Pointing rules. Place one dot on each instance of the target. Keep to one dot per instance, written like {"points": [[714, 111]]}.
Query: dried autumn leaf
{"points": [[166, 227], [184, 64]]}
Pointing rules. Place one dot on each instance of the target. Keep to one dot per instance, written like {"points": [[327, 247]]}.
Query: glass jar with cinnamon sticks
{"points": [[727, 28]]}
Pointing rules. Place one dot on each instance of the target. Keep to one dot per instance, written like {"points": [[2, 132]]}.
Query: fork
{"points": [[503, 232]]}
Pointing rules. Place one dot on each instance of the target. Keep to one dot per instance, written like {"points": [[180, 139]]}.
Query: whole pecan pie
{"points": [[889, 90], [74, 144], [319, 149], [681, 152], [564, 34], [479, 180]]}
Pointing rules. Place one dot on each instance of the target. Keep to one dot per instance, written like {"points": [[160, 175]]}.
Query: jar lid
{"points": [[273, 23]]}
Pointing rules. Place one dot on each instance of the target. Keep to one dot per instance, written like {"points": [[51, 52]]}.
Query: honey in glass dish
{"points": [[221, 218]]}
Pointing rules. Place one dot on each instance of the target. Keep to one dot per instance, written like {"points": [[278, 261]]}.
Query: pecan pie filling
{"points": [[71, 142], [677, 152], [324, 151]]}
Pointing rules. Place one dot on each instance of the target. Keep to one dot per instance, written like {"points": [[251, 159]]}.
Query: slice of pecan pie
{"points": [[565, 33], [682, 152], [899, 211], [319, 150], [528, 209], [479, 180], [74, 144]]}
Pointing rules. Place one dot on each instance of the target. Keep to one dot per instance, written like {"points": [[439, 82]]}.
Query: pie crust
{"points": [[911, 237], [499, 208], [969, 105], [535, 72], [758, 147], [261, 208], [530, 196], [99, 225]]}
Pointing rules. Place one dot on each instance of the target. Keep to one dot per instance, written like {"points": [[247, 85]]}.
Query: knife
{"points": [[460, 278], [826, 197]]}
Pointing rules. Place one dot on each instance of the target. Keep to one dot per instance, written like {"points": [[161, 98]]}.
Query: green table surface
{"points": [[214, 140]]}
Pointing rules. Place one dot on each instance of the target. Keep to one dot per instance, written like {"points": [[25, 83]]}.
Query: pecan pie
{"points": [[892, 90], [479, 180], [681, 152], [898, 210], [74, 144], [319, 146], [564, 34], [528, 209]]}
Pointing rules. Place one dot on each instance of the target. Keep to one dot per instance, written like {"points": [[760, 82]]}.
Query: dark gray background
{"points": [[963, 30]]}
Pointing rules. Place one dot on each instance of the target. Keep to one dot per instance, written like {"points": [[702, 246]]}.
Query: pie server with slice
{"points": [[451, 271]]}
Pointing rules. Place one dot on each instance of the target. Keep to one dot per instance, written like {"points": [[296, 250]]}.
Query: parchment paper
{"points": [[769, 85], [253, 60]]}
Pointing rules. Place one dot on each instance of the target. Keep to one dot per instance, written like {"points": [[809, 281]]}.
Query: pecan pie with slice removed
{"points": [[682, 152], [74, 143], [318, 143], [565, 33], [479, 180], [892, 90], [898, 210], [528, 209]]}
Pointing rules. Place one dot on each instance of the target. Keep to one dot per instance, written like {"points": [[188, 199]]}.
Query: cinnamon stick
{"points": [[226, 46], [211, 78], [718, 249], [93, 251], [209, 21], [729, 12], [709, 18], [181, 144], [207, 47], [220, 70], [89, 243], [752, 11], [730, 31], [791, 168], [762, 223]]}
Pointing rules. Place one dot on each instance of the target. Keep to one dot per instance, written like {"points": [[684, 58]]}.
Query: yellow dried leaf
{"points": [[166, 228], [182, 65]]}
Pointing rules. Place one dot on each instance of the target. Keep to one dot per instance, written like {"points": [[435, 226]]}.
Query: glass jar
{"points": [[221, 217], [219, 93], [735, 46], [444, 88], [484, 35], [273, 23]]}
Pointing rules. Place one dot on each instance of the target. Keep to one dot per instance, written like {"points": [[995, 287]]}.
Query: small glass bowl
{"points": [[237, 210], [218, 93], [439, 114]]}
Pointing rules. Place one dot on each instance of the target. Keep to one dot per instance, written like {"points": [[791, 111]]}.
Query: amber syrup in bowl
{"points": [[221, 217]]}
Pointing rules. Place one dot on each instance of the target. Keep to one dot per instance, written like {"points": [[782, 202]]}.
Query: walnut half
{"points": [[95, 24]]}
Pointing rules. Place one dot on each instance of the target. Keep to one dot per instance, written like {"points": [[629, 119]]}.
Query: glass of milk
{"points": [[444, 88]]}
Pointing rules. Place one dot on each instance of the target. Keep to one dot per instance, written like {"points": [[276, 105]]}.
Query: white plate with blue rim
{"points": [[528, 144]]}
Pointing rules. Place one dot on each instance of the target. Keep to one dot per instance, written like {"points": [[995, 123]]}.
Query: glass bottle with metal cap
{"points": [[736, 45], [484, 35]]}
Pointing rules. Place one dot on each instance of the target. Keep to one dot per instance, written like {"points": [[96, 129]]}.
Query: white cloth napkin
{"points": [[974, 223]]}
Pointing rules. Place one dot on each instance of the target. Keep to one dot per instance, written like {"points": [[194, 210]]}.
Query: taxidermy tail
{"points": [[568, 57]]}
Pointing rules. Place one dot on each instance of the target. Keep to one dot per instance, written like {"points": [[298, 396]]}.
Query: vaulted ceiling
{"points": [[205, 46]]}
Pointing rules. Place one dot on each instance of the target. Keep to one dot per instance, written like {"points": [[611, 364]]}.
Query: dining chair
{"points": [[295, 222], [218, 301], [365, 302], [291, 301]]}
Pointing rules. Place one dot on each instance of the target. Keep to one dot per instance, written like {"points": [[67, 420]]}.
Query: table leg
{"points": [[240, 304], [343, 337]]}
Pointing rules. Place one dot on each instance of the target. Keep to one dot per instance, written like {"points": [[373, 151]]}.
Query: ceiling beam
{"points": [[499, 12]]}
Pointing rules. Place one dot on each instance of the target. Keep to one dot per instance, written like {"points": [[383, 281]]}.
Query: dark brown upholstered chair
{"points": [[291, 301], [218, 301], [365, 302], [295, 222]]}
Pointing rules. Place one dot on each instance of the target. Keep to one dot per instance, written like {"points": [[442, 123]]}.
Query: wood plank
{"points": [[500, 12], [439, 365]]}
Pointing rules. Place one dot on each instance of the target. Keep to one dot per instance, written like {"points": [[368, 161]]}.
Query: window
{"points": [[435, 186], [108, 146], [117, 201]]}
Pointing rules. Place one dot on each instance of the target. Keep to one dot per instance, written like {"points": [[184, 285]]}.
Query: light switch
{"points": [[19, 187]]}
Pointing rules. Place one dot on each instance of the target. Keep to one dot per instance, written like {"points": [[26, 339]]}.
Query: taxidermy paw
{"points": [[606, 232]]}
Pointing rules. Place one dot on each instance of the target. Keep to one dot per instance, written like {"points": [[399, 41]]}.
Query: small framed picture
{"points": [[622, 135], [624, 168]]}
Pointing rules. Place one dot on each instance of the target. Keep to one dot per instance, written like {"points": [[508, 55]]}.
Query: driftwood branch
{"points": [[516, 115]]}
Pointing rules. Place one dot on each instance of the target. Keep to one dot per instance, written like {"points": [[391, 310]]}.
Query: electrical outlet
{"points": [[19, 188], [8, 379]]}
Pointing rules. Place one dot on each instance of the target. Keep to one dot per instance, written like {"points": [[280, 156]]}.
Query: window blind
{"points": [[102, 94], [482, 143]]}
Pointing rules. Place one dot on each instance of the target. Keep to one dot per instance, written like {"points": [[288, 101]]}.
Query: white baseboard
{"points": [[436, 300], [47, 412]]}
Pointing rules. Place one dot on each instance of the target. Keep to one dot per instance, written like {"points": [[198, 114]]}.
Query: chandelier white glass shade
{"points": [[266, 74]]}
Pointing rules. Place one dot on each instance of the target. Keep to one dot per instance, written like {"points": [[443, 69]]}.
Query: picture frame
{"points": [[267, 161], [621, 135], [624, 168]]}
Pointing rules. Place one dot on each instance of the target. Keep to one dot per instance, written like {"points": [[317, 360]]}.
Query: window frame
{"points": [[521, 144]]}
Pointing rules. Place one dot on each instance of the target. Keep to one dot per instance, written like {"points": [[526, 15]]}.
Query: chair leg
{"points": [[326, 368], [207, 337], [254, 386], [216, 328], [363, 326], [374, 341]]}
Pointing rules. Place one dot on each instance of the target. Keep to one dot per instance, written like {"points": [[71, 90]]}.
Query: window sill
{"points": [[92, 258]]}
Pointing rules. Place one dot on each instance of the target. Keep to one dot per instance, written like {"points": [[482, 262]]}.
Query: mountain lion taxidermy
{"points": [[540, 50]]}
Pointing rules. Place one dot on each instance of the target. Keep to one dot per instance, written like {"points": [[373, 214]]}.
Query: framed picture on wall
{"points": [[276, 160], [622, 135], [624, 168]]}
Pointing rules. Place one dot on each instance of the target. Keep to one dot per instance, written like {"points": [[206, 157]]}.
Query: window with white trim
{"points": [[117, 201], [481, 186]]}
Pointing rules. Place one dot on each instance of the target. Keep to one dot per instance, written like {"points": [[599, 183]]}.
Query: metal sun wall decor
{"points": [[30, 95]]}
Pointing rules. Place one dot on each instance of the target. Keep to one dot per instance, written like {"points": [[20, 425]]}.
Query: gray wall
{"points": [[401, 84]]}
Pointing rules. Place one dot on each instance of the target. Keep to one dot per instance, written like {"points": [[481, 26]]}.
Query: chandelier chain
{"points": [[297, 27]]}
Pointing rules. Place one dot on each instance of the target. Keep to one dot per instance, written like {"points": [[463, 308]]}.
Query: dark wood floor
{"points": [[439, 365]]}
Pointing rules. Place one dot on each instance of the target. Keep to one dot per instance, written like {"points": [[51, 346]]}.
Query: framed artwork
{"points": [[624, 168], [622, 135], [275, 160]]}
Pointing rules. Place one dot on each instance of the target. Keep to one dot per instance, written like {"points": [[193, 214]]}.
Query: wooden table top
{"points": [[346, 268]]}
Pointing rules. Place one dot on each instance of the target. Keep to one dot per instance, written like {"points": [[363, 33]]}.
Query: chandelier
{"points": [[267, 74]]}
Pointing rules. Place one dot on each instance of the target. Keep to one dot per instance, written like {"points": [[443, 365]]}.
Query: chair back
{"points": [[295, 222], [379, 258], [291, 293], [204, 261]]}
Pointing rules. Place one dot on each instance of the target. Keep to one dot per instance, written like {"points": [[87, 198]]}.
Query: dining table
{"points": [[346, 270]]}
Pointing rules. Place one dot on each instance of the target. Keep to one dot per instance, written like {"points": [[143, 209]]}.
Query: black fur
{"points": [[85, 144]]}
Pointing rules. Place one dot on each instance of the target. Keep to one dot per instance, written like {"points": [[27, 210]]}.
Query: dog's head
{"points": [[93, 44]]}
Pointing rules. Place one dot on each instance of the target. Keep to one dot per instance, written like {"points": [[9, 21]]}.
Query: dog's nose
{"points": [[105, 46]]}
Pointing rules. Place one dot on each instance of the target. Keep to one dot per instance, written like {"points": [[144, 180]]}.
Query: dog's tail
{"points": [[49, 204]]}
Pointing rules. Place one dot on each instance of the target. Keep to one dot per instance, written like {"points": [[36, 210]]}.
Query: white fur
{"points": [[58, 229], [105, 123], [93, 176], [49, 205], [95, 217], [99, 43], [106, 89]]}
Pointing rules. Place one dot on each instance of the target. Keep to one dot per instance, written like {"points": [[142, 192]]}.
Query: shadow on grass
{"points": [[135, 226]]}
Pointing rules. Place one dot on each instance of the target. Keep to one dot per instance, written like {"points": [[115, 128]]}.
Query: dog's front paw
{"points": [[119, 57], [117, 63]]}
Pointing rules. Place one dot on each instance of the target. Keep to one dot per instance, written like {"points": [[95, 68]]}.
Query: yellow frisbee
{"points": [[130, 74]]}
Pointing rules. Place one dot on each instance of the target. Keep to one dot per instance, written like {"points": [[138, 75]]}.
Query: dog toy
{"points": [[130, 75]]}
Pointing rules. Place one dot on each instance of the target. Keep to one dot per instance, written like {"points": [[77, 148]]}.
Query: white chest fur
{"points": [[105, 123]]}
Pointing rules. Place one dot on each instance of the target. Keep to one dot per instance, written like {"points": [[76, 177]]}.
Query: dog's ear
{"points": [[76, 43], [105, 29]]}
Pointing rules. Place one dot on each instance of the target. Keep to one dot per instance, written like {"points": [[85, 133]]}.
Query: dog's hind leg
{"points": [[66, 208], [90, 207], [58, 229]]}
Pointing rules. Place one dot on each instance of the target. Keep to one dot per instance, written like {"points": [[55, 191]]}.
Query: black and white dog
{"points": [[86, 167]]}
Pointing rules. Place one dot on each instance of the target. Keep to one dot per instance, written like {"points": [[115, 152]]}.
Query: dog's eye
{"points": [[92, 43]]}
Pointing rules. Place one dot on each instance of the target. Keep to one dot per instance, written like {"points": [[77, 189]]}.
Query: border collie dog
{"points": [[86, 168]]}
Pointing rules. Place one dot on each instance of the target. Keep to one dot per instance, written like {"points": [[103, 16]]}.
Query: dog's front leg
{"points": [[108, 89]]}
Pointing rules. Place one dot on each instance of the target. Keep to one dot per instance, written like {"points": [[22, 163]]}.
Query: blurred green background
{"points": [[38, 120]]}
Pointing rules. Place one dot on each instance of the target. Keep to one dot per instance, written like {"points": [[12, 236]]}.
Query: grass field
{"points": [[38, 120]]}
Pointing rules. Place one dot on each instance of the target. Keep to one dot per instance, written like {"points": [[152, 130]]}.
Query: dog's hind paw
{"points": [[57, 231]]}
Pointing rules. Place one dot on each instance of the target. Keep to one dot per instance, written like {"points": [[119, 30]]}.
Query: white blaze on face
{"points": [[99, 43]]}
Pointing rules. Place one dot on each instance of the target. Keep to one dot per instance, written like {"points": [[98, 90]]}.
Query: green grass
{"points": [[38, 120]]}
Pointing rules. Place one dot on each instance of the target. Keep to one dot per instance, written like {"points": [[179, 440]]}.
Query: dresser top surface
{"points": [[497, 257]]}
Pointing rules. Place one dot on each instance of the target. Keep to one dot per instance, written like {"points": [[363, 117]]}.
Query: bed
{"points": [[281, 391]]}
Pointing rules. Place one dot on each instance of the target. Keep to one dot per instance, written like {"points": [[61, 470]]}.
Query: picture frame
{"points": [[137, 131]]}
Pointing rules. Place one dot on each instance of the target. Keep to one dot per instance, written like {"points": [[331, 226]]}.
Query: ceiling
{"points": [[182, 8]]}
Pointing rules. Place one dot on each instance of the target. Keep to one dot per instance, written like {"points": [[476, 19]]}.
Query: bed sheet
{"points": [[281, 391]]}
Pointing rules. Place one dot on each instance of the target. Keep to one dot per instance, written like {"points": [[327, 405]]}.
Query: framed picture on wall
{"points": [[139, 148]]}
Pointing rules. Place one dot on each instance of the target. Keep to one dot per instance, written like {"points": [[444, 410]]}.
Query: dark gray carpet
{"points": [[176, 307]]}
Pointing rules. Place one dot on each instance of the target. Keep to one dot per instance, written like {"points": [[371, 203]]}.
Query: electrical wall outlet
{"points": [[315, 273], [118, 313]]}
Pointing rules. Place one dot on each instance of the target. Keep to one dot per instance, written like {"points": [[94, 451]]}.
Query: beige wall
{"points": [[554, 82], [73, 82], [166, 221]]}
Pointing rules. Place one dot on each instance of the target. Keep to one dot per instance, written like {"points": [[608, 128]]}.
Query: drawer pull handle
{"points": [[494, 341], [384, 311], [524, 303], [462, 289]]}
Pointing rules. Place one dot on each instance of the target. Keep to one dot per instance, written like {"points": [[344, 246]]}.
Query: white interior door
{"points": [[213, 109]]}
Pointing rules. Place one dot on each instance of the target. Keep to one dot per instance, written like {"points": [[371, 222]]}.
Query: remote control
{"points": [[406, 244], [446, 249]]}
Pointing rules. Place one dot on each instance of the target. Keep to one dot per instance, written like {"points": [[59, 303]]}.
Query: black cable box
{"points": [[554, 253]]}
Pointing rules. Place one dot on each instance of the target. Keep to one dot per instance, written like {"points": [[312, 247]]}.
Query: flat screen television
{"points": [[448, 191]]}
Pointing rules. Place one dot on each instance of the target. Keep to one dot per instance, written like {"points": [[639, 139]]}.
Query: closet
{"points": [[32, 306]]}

What you have to do: Count the lines in the records above that contain the word "window". Reply with the number alone.

Full solution: 5